TEXT SEGMENT:
++++++++

Freddie, your angry ire directed at MattY's blog post far exceeds any that was actually warranted. Seriously, you can agree or disagree with what he said, but the mediocrity of MattY's observation certainly doesn't warrant the attack you laid on him for it. Matt wasn't even attacking the literati in an O'Reilly-style faux-populaist screen. He was asking, "why is the columnist whining so much? Why don't the literati publish stuff about Harry Potter that applies their intelelctual background to the books?"

people who spend their whole day building an edifice to their own intellectualism

I don't think Freddie is reading the same blog I read.

Didn't know Wizard fans could read ... wait ... wizards, Harry Potter ... call starkist!

Suppose that this individual article by this one guy is really a bellweather for some vast, Harry Potter-dismissing, arrogant intellectual front. I just can't imagine a weaker or less deserving target for opprobrium than people who read serious novels.

I think you missed the point... this never read as a swipe at readers of serious novels so much as critics who squander an opportunity to add value.

Out of the whole Ron Charles piece, this was the full literary criticism of the book:

"Start carrying on like Moaning Myrtle about the repetitive plots, the static characters, the pedestrian prose, the wit-free tone, the derivative themes, and you'll wish you had your invisibility cloak handy."

A quick search turned up none of Charles' earlier critiques of the Potter books, so (for me) this is the entirety of his contribution to the discussion of the quality of the books. One whole sentence.

I know this was an Outlook piece, but he could have at least mentioned an article that did the actual heavy lifting somewhere, or do it himself.

I just find a post like this such a transparent stab at a vicious take down.

A take-down? You really think MY has some personal axe to grind here?

Nothing is more tiresome than reading people like many of the above commenters, who think Harry Potter so unimportant that they simply MuSt devote hours to slagging the books on blogs. Blogs, mind you. Not literary magazines. Blogs. Bastion of literary discourse like political blogs.

++++++++

INFORMATION SHOWN:
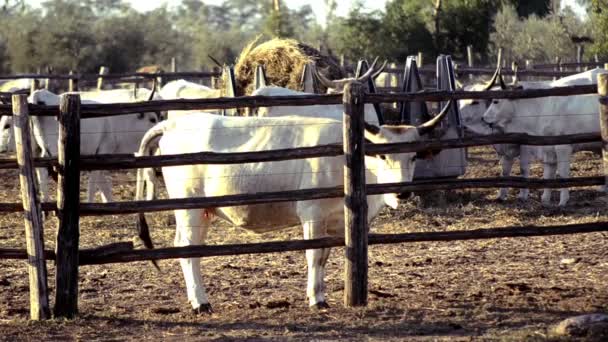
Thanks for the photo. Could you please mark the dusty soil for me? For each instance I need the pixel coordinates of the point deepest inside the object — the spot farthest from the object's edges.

++++++++

TASKS TO CARRY OUT:
1. In the comment thread about the Harry Potter column, how much of Ron Charles' piece was actual literary criticism of the book, according to one commenter?
2. Carry on the comment thread about the Harry Potter column from its last line.
The material can be left aside.

RESULTS OF THE TASKS:
1. One whole sentence.

2.
The books are fun to read and they read quickly. The stories are engaging and enjoyable, even if character development is a bit thin, and it is something I can talk to my kids about. Something we both enjoyed reading. Try as I might, I can't seem to get my kid interested in Gravity's Rainbow or DeLillo's latest. Nor, frankly, do I have time to wade through those books unless I happen to have a few weeks off.

Much like that other much maligned, but enormously successful children's book - The Hobbit. The Hobbit, another masterwork of purportedly lowbrow fiction that will long outlive the carping whiners in this comment section.

So, in sum, I will greatly enjoy burning through the last Harry Potter book this weekend. And I will feel a little sad that there won't be another one. My mood, however, will be greatly lightened by the thought that somewhere an obnoxious snob, no more educated or literate than I, is wasting his time time trashing a harmless book for no reason other than that a lot of other "less worthy" people liked it.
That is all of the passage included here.